*** Stored data ***

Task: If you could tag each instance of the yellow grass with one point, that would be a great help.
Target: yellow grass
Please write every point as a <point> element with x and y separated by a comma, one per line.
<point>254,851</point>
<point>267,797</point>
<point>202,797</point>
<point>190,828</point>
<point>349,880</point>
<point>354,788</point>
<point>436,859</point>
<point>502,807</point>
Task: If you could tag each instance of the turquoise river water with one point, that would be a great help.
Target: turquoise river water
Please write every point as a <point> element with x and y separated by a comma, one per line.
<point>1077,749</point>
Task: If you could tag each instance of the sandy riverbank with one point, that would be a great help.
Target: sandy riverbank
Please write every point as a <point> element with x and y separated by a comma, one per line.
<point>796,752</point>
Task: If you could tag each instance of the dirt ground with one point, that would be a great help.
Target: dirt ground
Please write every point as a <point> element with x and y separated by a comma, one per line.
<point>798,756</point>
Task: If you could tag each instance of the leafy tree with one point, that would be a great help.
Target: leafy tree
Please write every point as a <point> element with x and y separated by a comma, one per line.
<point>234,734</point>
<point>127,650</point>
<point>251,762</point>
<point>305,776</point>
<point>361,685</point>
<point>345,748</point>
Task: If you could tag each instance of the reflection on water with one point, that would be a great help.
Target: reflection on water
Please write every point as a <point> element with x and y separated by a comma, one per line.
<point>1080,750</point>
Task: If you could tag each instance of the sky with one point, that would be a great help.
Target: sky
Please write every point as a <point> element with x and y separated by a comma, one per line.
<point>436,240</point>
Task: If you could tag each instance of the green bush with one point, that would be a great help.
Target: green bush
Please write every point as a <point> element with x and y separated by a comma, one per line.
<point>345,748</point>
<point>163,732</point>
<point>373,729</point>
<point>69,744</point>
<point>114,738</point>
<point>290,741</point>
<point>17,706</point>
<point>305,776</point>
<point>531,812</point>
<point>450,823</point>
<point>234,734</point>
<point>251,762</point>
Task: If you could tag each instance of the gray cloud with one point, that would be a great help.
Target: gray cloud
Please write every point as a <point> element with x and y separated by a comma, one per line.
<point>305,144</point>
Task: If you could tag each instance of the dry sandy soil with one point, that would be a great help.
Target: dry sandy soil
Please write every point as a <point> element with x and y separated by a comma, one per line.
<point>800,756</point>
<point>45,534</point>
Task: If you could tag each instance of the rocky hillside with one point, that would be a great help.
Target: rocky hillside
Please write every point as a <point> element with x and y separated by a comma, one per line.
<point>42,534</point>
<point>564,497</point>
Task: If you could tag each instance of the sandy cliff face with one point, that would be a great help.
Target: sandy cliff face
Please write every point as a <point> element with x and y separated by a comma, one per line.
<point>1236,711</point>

***

In the entries above, take the line containing "Task: If you could tag each instance of the rocky" and each later line through the last, and repeat them exactly. Output nothing else.

Result for this task:
Task: If you could tag each instance of the rocky hillside with one point, that would be a great help.
Target: rocky hillside
Please write every point as a <point> element with x and y separated by a comma, one per line.
<point>42,534</point>
<point>564,497</point>
Task: If you could tag each instance of the sandy cliff face with one point, that would be a great help.
Target: sandy cliff face
Please write every point as a <point> element with x and y separated by a comma, one per line.
<point>1236,711</point>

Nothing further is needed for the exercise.